━━━━━ Testo dell'esercizio
Il Tribunale di Roma ha condannato l’ENEL per la morte di mesotelioma per l’esposizione ad amianto durante la sua attività lavorativa dell’ex dipendente Luigia Cheli. Il colosso dell’energia dovrà corrispondere all’erede e figlia della vittima, Daniela Barsotti, assistita dal Presidente dell’Osservatorio Nazionale Amianto, avv. Ezio Bonanni, la somma di 130.642 euro.
La donna, nata a Volterra e residente a Monteverdi Marittimo (PI), aveva lavorato per 14 anni (dal maggio del 1969 al gennaio 1983) nelle centrali Enel di Serrazzano e Larderello (PI) con varie mansioni, da addetta alle pulizie delle turbine, dei trasformatori (di vapore in energia), e della sala macchine, che avvenivano quando i macchinari erano aperti a stretto contatto con le polveri di amianto, presenti anche nei magazzini generali e nella mensa aziendale, essendo i forni coibentati con il pericoloso minerale.
━━━━━━━━━━
━━━━━ Voci elencate
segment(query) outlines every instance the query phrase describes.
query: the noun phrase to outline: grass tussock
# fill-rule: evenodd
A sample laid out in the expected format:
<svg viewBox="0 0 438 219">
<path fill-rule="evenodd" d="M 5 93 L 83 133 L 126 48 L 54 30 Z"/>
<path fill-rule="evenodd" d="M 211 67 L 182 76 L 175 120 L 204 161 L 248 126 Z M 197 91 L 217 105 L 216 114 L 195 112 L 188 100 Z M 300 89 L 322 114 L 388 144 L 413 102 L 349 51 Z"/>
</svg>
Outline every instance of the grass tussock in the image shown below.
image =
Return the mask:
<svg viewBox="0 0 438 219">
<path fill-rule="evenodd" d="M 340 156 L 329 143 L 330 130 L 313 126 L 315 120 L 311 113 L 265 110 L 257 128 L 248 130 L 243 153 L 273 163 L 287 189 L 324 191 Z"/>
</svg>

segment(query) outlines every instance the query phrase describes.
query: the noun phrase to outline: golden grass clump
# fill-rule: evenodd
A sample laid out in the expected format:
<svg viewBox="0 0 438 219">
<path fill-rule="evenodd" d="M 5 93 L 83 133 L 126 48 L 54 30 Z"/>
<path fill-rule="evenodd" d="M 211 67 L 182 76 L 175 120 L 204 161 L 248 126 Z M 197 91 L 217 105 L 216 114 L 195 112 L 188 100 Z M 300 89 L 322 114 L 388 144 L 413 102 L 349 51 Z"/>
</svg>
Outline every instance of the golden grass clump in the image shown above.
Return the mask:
━━━━━━━━━━
> _Esercizi_:
a: Duplica il passo del testo sulla condanna dell'ENEL che comincia con "Il Tribunale di" e prosegue fino a "il pericoloso minerale.".
b: Secondo il testo sulla condanna dell'ENEL, per quanti anni Luigia Cheli aveva lavorato nelle centrali Enel?
I record non servono in alcun modo per svolgere gli esercizi.

> _Risposte per esercizio_:
a:
Il Tribunale di Roma ha condannato l’ENEL per la morte di mesotelioma per l’esposizione ad amianto durante la sua attività lavorativa dell’ex dipendente Luigia Cheli. Il colosso dell’energia dovrà corrispondere all’erede e figlia della vittima, Daniela Barsotti, assistita dal Presidente dell’Osservatorio Nazionale Amianto, avv. Ezio Bonanni, la somma di 130.642 euro.
La donna, nata a Volterra e residente a Monteverdi Marittimo (PI), aveva lavorato per 14 anni (dal maggio del 1969 al gennaio 1983) nelle centrali Enel di Serrazzano e Larderello (PI) con varie mansioni, da addetta alle pulizie delle turbine, dei trasformatori (di vapore in energia), e della sala macchine, che avvenivano quando i macchinari erano aperti a stretto contatto con le polveri di amianto, presenti anche nei magazzini generali e nella mensa aziendale, essendo i forni coibentati con il pericoloso minerale.

b: Per 14 anni, dal maggio del 1969 al gennaio 1983.